§ **What to work on**: Exact reproduction of the data is required, with images excluded.

(Stored dataset items)

--- --- ---

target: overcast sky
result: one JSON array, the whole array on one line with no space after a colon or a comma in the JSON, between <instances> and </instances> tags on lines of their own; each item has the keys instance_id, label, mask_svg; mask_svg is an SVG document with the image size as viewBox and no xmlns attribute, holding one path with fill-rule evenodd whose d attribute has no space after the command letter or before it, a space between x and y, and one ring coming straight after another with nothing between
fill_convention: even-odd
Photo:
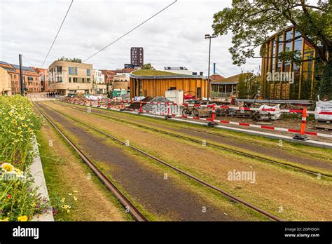
<instances>
[{"instance_id":1,"label":"overcast sky","mask_svg":"<svg viewBox=\"0 0 332 244\"><path fill-rule=\"evenodd\" d=\"M88 57L172 1L74 0L43 67L62 56ZM71 0L0 2L0 60L18 64L21 53L27 57L24 65L41 67ZM213 32L214 13L230 4L231 0L179 0L86 62L94 69L123 68L130 62L130 47L142 46L144 62L157 69L184 66L207 75L209 42L204 36ZM242 67L232 65L230 38L212 39L211 62L226 76L241 69L257 72L260 59L248 60Z\"/></svg>"}]
</instances>

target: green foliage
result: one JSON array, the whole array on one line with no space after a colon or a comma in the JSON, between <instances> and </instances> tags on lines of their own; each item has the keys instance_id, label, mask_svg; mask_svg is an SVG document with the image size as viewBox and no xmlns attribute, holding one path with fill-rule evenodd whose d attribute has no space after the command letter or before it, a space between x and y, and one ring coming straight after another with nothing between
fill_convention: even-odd
<instances>
[{"instance_id":1,"label":"green foliage","mask_svg":"<svg viewBox=\"0 0 332 244\"><path fill-rule=\"evenodd\" d=\"M326 25L331 22L331 8L327 1L319 1L317 6L307 3L302 6L297 0L233 0L231 8L214 14L212 27L216 34L232 32L233 46L229 50L235 65L244 64L271 33L283 31L290 25L306 36L317 50L319 44L323 45L323 50L317 53L324 61L331 45L331 27Z\"/></svg>"},{"instance_id":2,"label":"green foliage","mask_svg":"<svg viewBox=\"0 0 332 244\"><path fill-rule=\"evenodd\" d=\"M141 67L141 69L155 69L153 68L151 64L148 63L148 64L143 65L142 67Z\"/></svg>"},{"instance_id":3,"label":"green foliage","mask_svg":"<svg viewBox=\"0 0 332 244\"><path fill-rule=\"evenodd\" d=\"M238 98L247 98L246 77L243 74L242 74L239 77L239 82L237 82L236 89L237 91Z\"/></svg>"},{"instance_id":4,"label":"green foliage","mask_svg":"<svg viewBox=\"0 0 332 244\"><path fill-rule=\"evenodd\" d=\"M41 119L27 97L0 96L0 221L27 221L45 210L29 174L32 137Z\"/></svg>"},{"instance_id":5,"label":"green foliage","mask_svg":"<svg viewBox=\"0 0 332 244\"><path fill-rule=\"evenodd\" d=\"M68 58L64 56L61 57L60 58L57 59L57 61L67 61L67 62L78 62L82 63L82 60L79 58Z\"/></svg>"}]
</instances>

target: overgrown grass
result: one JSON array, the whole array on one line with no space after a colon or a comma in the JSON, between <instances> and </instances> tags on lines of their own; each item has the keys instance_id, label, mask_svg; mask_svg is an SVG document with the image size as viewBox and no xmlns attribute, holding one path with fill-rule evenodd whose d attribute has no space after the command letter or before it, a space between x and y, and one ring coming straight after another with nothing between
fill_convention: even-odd
<instances>
[{"instance_id":1,"label":"overgrown grass","mask_svg":"<svg viewBox=\"0 0 332 244\"><path fill-rule=\"evenodd\" d=\"M46 211L47 201L36 194L29 168L32 138L41 119L27 98L0 96L0 221L27 221Z\"/></svg>"}]
</instances>

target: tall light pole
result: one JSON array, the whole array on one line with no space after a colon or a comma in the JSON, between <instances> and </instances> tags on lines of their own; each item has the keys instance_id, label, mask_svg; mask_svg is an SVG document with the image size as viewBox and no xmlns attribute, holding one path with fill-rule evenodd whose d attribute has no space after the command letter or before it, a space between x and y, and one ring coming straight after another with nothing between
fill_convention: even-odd
<instances>
[{"instance_id":1,"label":"tall light pole","mask_svg":"<svg viewBox=\"0 0 332 244\"><path fill-rule=\"evenodd\" d=\"M210 93L210 63L211 63L211 39L216 38L216 36L213 34L210 35L207 34L205 35L205 39L209 39L209 66L207 69L207 104L209 104L209 93Z\"/></svg>"}]
</instances>

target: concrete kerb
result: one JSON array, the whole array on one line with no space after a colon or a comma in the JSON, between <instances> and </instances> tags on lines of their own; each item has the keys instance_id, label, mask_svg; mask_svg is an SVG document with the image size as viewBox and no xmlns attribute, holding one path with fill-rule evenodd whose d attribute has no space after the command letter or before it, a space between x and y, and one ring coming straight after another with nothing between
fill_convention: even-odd
<instances>
[{"instance_id":1,"label":"concrete kerb","mask_svg":"<svg viewBox=\"0 0 332 244\"><path fill-rule=\"evenodd\" d=\"M92 107L95 107L95 106L92 106ZM99 109L104 109L104 108L99 108ZM144 114L144 113L137 114L137 112L135 112L135 111L119 110L119 109L110 109L109 110L113 110L113 111L119 111L119 112L125 112L125 113L136 114L136 115L141 115L141 116L150 116L150 117L153 117L153 118L161 118L161 119L165 120L165 116L159 116L159 115L155 115L155 114ZM187 120L184 120L184 119L182 119L182 118L168 118L168 120L181 121L181 122L184 122L184 123L189 123L200 125L200 126L208 126L208 124L207 123L193 121L187 121ZM298 144L304 144L304 145L307 145L307 146L320 147L320 148L324 148L324 149L332 149L332 143L328 143L328 142L318 142L318 141L314 141L314 140L306 140L306 141L301 141L301 140L299 140L293 139L293 137L290 137L290 136L286 136L286 135L276 135L276 134L268 133L265 133L265 132L250 130L246 130L246 129L242 129L242 128L233 128L233 127L223 126L215 126L214 128L219 128L219 129L223 129L223 130L232 130L232 131L243 133L248 134L248 135L260 136L260 137L269 138L269 139L282 140L284 140L284 141L286 141L286 142L292 142L292 143L298 143Z\"/></svg>"},{"instance_id":2,"label":"concrete kerb","mask_svg":"<svg viewBox=\"0 0 332 244\"><path fill-rule=\"evenodd\" d=\"M43 165L39 156L39 150L38 149L36 136L34 136L32 138L32 144L34 158L30 166L29 171L34 179L33 187L37 188L37 194L40 194L42 199L46 199L49 203L50 198L47 190L46 182L45 181ZM45 212L34 215L32 221L54 221L52 207L50 207Z\"/></svg>"}]
</instances>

--- --- ---

§ **Correct result**:
target: overcast sky
result: one JSON array, the whole array on one line with no space after a colon or a comma in the JSON, between <instances> and </instances> tags on lines of their own; each item has the keys instance_id, label, mask_svg; mask_svg is an SVG document with the image size as viewBox and no xmlns attribute, holding one path with fill-rule evenodd whose d attribute has no space after the command letter or before it, a space between x and y, and one ring coming straight after another with nothing between
fill_convention: even-odd
Photo:
<instances>
[{"instance_id":1,"label":"overcast sky","mask_svg":"<svg viewBox=\"0 0 332 244\"><path fill-rule=\"evenodd\" d=\"M88 57L172 1L74 0L43 67L62 56ZM71 0L0 2L0 60L18 64L21 53L27 57L24 65L41 67ZM213 32L214 13L230 4L231 0L179 0L86 62L94 69L123 68L130 62L130 47L142 46L144 62L157 69L184 66L207 75L209 42L204 36ZM242 67L232 65L230 38L212 39L211 62L226 76L241 69L257 72L260 59L248 60Z\"/></svg>"}]
</instances>

target: green foliage
result: one JSON array, the whole array on one line with no space after a colon or a comma in the JSON, between <instances> and </instances> tags on lines of their own; each item has the keys instance_id, label, mask_svg; mask_svg is an SVG document with the image size as viewBox and no xmlns attribute, holding one path with fill-rule evenodd whose d attribute has no space after the command letter or before it, a space between x and y, and one ring coming straight after another with nothing between
fill_convention: even-odd
<instances>
[{"instance_id":1,"label":"green foliage","mask_svg":"<svg viewBox=\"0 0 332 244\"><path fill-rule=\"evenodd\" d=\"M326 25L331 22L331 8L327 1L319 1L317 6L307 3L302 6L297 0L233 0L231 8L214 14L212 27L216 34L232 32L233 46L229 50L235 65L244 64L271 33L283 31L290 25L306 36L317 50L319 44L323 45L323 50L317 53L324 61L331 45L331 27Z\"/></svg>"},{"instance_id":2,"label":"green foliage","mask_svg":"<svg viewBox=\"0 0 332 244\"><path fill-rule=\"evenodd\" d=\"M141 67L141 69L155 69L153 68L151 64L148 63L148 64L143 65L142 67Z\"/></svg>"},{"instance_id":3,"label":"green foliage","mask_svg":"<svg viewBox=\"0 0 332 244\"><path fill-rule=\"evenodd\" d=\"M238 98L247 98L246 77L243 74L242 74L239 77L239 82L237 82L236 89L237 91Z\"/></svg>"},{"instance_id":4,"label":"green foliage","mask_svg":"<svg viewBox=\"0 0 332 244\"><path fill-rule=\"evenodd\" d=\"M41 119L27 97L0 96L0 221L27 221L45 210L29 174L32 137Z\"/></svg>"},{"instance_id":5,"label":"green foliage","mask_svg":"<svg viewBox=\"0 0 332 244\"><path fill-rule=\"evenodd\" d=\"M68 58L64 56L61 57L60 58L57 59L57 61L67 61L67 62L78 62L82 63L82 60L79 58Z\"/></svg>"}]
</instances>

target: overgrown grass
result: one JSON array, the whole array on one line with no space after a colon or a comma in the JSON, between <instances> and </instances> tags on lines of their own; each item has the keys instance_id, label, mask_svg; mask_svg is an SVG document with the image size as viewBox and no xmlns attribute, holding one path with fill-rule evenodd whose d attribute has no space after the command letter or before it, a space between x and y, and one ring coming straight after another with nothing between
fill_convention: even-odd
<instances>
[{"instance_id":1,"label":"overgrown grass","mask_svg":"<svg viewBox=\"0 0 332 244\"><path fill-rule=\"evenodd\" d=\"M46 211L47 201L36 194L29 168L32 138L41 119L27 98L0 96L0 221L27 221Z\"/></svg>"}]
</instances>

target: tall light pole
result: one JSON array, the whole array on one line with no space after a colon or a comma in the JSON, between <instances> and </instances> tags on lines of their own; each item has the keys instance_id, label, mask_svg; mask_svg is an SVG document with the image size as viewBox and no xmlns attribute, holding one path with fill-rule evenodd whose d attribute has no space after the command letter or before it, a space between x and y, and one ring coming straight after another with nothing between
fill_convention: even-odd
<instances>
[{"instance_id":1,"label":"tall light pole","mask_svg":"<svg viewBox=\"0 0 332 244\"><path fill-rule=\"evenodd\" d=\"M210 93L210 63L211 63L211 39L216 38L216 36L213 34L210 35L207 34L205 35L205 39L209 39L209 66L207 69L207 104L209 104L209 93Z\"/></svg>"}]
</instances>

target: concrete kerb
result: one JSON array, the whole array on one line with no space after a colon or a comma in the JSON, between <instances> and </instances> tags on lines of their own; each item has the keys instance_id, label, mask_svg; mask_svg is an SVG document with the image size as viewBox and no xmlns attribute, holding one path with fill-rule evenodd whose d attribute has no space after the command letter or before it, a space between x and y, and one ring coming straight after another with nothing between
fill_convention: even-odd
<instances>
[{"instance_id":1,"label":"concrete kerb","mask_svg":"<svg viewBox=\"0 0 332 244\"><path fill-rule=\"evenodd\" d=\"M92 107L95 107L95 106L92 106ZM99 109L104 109L104 108L99 108ZM144 114L144 113L137 114L137 112L135 112L135 111L119 110L119 109L110 109L109 110L113 110L113 111L119 111L119 112L125 112L125 113L136 114L136 115L141 115L141 116L150 116L150 117L153 117L153 118L161 118L161 119L165 120L165 116L159 116L159 115L155 115L155 114ZM187 120L184 120L184 119L182 119L182 118L168 118L168 120L181 121L181 122L184 122L184 123L189 123L200 125L200 126L208 126L208 124L207 123L193 121L187 121ZM298 144L304 144L304 145L307 145L307 146L320 147L320 148L324 148L324 149L332 149L332 143L328 143L328 142L318 142L318 141L314 141L314 140L306 140L306 141L301 141L301 140L299 140L293 139L293 137L290 137L290 136L286 136L286 135L276 135L276 134L268 133L265 133L265 132L250 130L246 130L246 129L242 129L242 128L233 128L233 127L223 126L215 126L214 128L219 128L219 129L223 129L223 130L232 130L232 131L243 133L248 134L248 135L260 136L260 137L269 138L269 139L282 140L284 140L284 141L286 141L286 142L292 142L292 143L298 143Z\"/></svg>"},{"instance_id":2,"label":"concrete kerb","mask_svg":"<svg viewBox=\"0 0 332 244\"><path fill-rule=\"evenodd\" d=\"M43 165L39 156L39 150L38 149L36 136L34 136L32 138L32 144L34 158L30 166L29 171L34 179L33 187L37 188L37 194L40 194L42 199L46 199L49 203L50 198L47 190L46 182L45 181ZM45 212L34 215L32 221L54 221L52 207L50 207Z\"/></svg>"}]
</instances>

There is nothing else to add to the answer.